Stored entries
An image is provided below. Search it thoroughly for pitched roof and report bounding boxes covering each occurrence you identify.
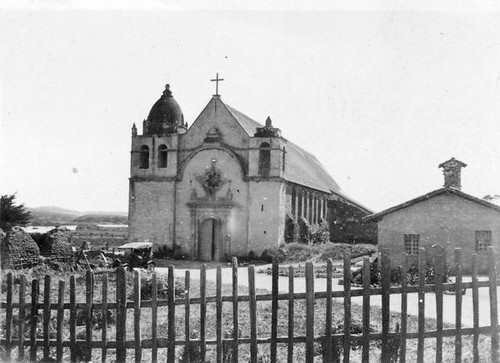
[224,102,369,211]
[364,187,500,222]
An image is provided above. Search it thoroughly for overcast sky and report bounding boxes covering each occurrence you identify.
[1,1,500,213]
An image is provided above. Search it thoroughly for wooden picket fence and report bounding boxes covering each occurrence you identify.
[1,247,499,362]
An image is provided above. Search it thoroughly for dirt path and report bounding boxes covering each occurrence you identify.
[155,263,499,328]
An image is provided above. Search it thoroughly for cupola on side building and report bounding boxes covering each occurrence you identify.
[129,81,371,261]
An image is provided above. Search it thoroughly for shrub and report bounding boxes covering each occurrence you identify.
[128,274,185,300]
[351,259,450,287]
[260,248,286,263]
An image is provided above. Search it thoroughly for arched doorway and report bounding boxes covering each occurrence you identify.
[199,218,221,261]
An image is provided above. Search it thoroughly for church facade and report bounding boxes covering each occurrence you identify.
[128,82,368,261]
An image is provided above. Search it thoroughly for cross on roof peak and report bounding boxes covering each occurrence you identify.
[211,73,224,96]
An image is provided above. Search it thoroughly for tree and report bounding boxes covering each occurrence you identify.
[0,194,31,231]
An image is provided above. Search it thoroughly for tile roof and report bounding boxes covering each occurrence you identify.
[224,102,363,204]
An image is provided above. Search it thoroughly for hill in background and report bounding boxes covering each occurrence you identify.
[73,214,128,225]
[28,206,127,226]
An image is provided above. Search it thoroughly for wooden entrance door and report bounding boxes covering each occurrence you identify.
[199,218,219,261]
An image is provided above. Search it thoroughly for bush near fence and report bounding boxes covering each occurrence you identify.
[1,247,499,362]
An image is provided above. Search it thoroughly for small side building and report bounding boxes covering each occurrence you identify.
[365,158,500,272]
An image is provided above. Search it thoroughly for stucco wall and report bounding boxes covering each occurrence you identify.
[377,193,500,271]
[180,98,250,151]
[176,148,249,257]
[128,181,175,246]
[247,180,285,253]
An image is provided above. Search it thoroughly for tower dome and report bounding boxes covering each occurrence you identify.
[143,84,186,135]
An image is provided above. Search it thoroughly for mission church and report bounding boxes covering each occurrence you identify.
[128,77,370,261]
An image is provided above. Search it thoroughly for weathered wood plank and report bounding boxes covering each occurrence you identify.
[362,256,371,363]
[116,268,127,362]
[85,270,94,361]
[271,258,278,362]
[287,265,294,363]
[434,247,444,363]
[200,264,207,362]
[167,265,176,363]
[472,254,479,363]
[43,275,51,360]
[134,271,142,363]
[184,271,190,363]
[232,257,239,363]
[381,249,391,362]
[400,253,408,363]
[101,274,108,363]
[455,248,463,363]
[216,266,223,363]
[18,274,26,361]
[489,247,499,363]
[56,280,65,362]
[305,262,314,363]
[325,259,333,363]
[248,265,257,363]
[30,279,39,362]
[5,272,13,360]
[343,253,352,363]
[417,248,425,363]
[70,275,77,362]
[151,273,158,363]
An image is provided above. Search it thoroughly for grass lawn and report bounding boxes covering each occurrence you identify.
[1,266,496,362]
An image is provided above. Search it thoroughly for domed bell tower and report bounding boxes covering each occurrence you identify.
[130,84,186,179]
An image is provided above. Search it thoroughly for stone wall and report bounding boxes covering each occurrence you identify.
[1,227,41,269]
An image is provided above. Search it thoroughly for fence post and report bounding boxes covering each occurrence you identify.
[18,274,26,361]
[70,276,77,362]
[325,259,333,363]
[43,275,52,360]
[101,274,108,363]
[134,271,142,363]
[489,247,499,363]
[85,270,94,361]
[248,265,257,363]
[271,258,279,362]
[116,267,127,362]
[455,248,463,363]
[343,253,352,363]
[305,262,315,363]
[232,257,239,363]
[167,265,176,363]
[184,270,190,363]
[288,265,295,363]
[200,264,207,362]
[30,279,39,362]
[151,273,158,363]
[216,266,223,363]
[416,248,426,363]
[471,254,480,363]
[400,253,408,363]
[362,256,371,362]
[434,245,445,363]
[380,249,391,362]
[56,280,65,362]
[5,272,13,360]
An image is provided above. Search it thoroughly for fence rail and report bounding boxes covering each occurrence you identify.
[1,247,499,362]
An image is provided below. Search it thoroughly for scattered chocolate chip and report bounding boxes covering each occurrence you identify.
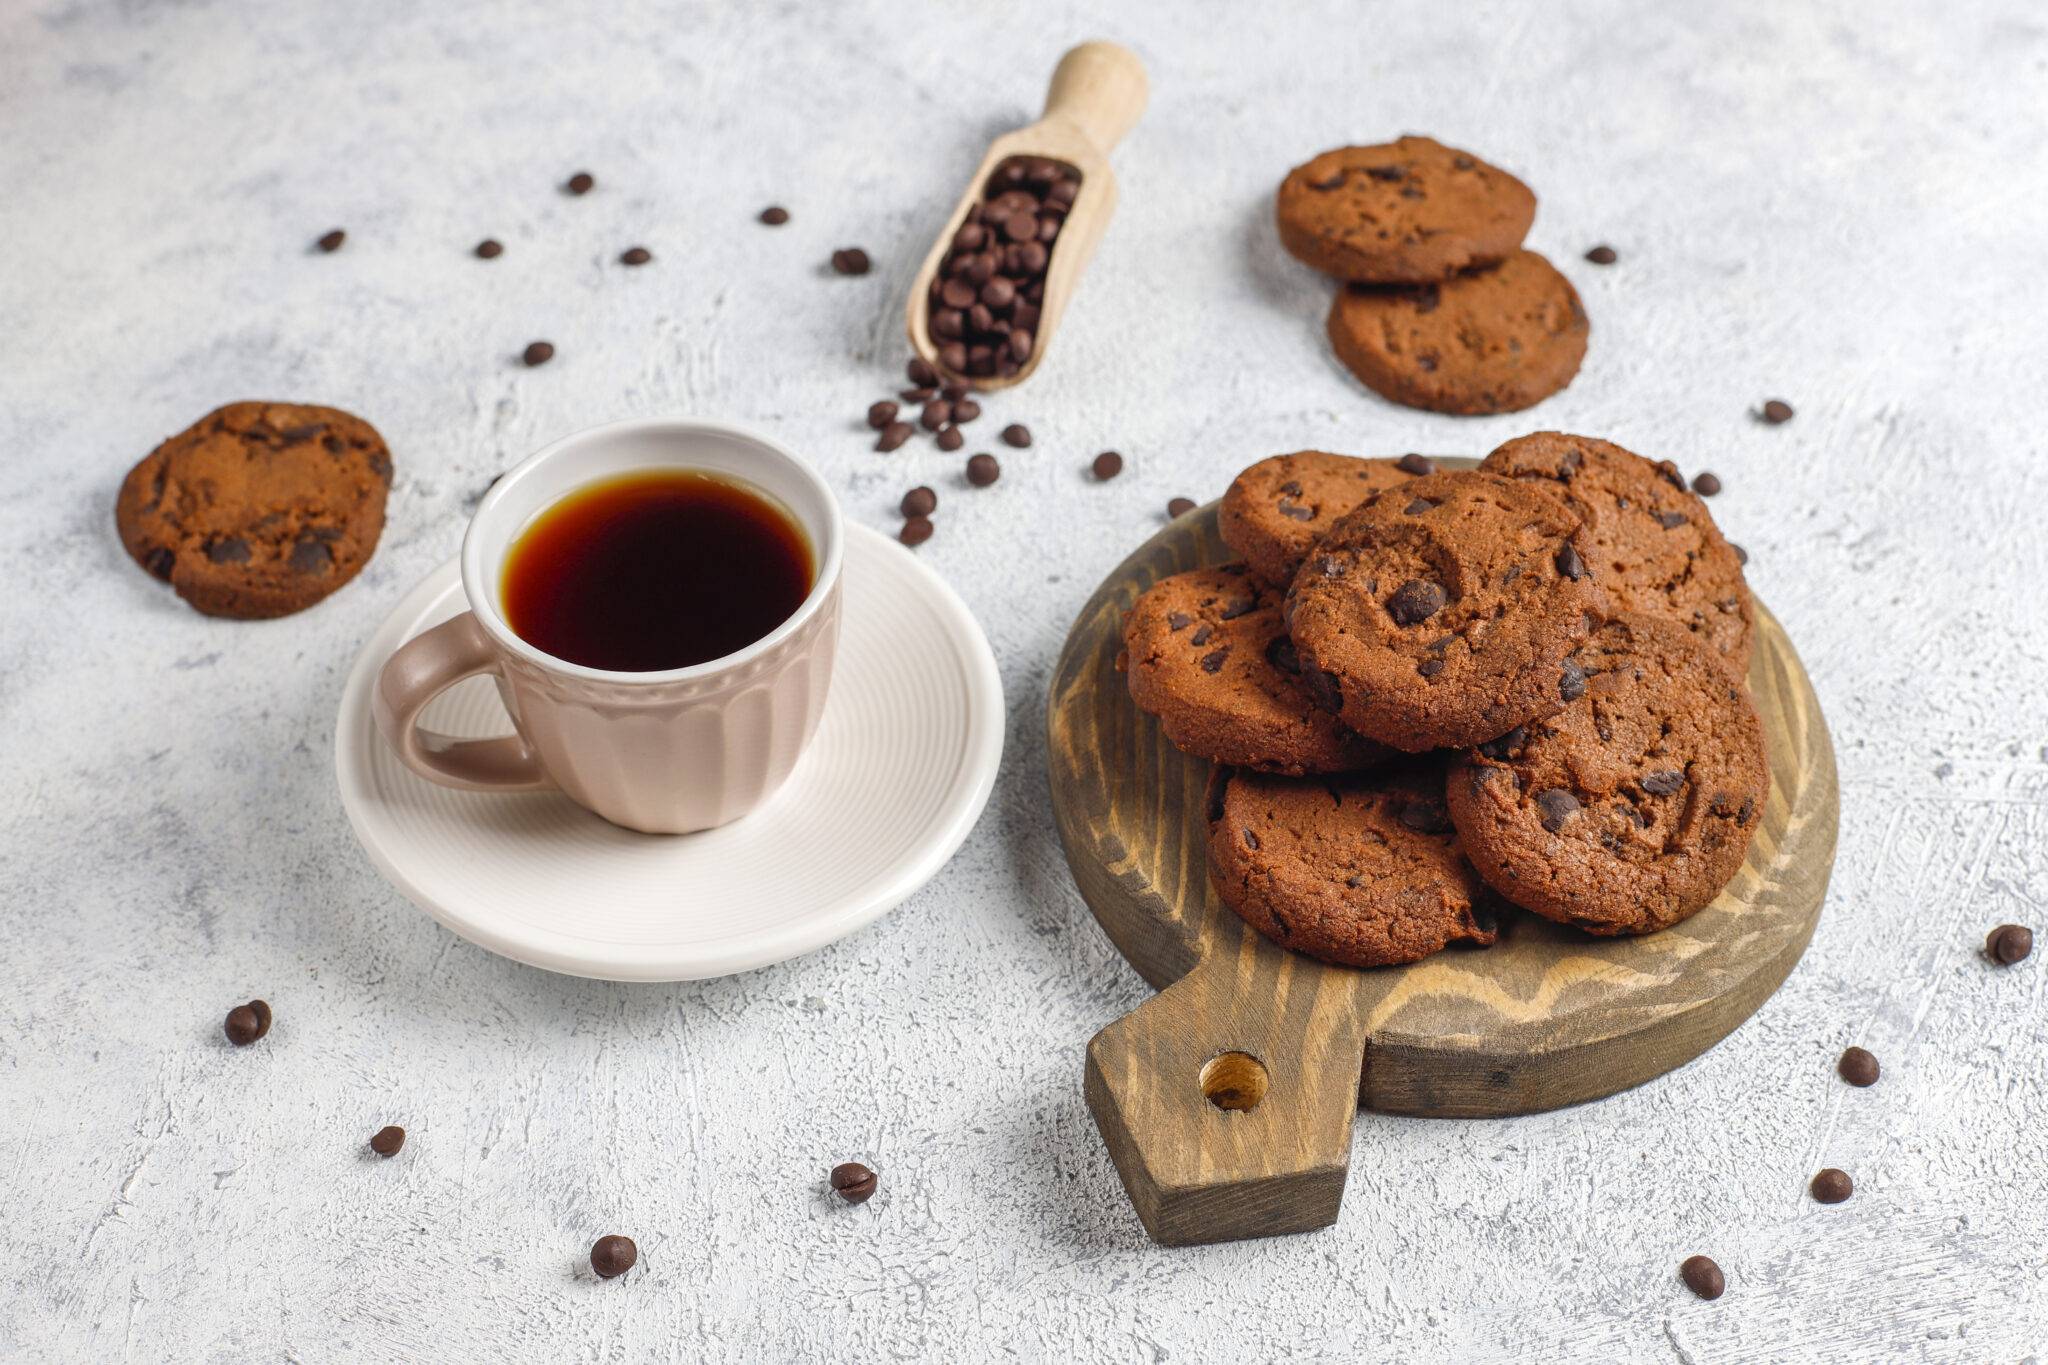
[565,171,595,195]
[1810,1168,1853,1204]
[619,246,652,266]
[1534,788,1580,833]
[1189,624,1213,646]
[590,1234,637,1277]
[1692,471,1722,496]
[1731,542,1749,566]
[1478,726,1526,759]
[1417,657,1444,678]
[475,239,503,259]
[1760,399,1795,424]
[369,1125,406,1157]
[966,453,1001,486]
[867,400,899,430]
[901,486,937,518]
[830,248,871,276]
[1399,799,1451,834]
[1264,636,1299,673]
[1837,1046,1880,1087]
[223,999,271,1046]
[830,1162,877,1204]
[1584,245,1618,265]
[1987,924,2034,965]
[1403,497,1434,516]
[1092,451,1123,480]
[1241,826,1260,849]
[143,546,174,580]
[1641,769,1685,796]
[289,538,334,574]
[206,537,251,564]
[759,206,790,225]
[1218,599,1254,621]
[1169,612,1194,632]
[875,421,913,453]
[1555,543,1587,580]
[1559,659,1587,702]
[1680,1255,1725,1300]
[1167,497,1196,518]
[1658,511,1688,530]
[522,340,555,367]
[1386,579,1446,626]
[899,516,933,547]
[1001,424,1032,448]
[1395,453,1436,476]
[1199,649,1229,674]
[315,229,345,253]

* * *

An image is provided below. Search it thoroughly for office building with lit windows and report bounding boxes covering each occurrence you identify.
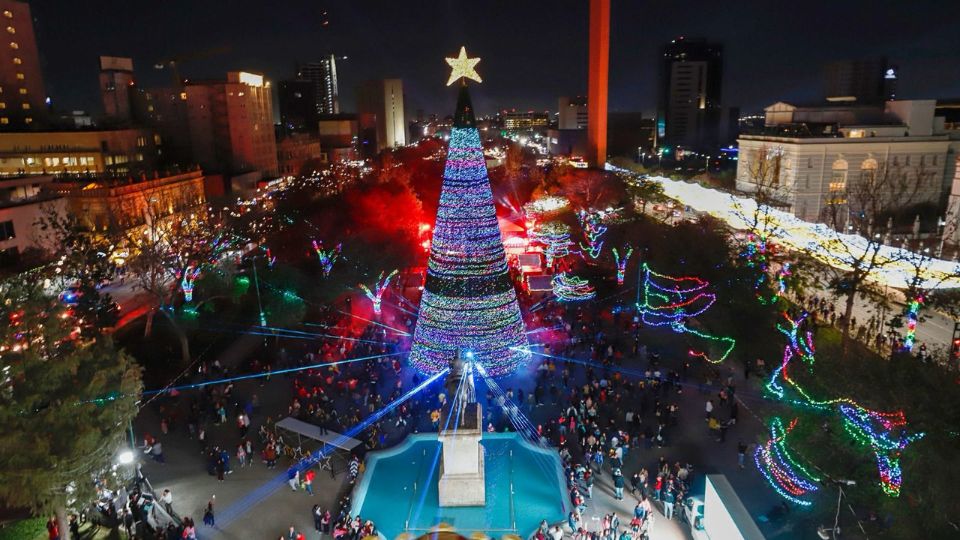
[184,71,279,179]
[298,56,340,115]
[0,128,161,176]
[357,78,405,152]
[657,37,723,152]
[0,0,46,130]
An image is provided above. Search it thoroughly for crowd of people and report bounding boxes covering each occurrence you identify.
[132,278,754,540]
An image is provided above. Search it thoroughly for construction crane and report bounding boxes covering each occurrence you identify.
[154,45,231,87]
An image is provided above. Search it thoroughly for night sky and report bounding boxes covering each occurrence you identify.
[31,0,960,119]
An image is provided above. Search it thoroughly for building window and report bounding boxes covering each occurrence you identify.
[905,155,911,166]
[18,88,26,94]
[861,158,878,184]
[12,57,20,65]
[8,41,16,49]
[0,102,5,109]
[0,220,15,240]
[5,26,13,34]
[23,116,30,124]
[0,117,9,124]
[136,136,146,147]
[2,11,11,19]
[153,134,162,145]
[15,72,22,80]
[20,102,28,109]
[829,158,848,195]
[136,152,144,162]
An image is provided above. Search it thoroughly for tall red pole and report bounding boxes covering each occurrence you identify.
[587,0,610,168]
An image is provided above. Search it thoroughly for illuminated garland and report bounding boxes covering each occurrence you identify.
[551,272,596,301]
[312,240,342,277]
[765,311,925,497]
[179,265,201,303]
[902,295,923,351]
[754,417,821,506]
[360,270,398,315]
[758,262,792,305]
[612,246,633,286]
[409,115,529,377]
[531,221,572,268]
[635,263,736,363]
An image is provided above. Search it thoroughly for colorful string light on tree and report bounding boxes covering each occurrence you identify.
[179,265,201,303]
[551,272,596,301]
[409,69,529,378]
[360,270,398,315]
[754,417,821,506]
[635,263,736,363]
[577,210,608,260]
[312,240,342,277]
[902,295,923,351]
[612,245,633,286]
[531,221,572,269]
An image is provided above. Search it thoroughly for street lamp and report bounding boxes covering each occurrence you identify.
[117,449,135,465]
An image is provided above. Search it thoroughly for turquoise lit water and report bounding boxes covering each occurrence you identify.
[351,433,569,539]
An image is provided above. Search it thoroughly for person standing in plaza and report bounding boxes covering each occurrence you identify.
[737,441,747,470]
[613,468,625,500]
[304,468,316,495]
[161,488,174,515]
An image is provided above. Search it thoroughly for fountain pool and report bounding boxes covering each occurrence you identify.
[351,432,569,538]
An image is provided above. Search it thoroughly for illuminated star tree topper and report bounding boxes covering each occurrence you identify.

# Task to carry out
Of the lines above, output exactly those from the line bearing "An image is provided above. Search it thoroughly for turquoise" through the line bearing "for illuminated star", inclusive.

# Result
An image is provided above. Search it thoroughly for turquoise lit water and report bounding boxes covering each occurrence you identify.
[351,433,569,539]
An image is provided above. Search it thoroughly for person standing in plaza and report bounding boxes covering each occurrence you identify.
[737,441,747,470]
[613,468,625,500]
[304,468,316,495]
[161,488,174,515]
An image is provided above. Search it thoroughly for fountain pool and report bounding boxes covering each occurrence you identify.
[351,432,569,538]
An image is provided above. Search it thoroughly for illuminated star tree topper and report bounding boxes covering each occurrence you identify.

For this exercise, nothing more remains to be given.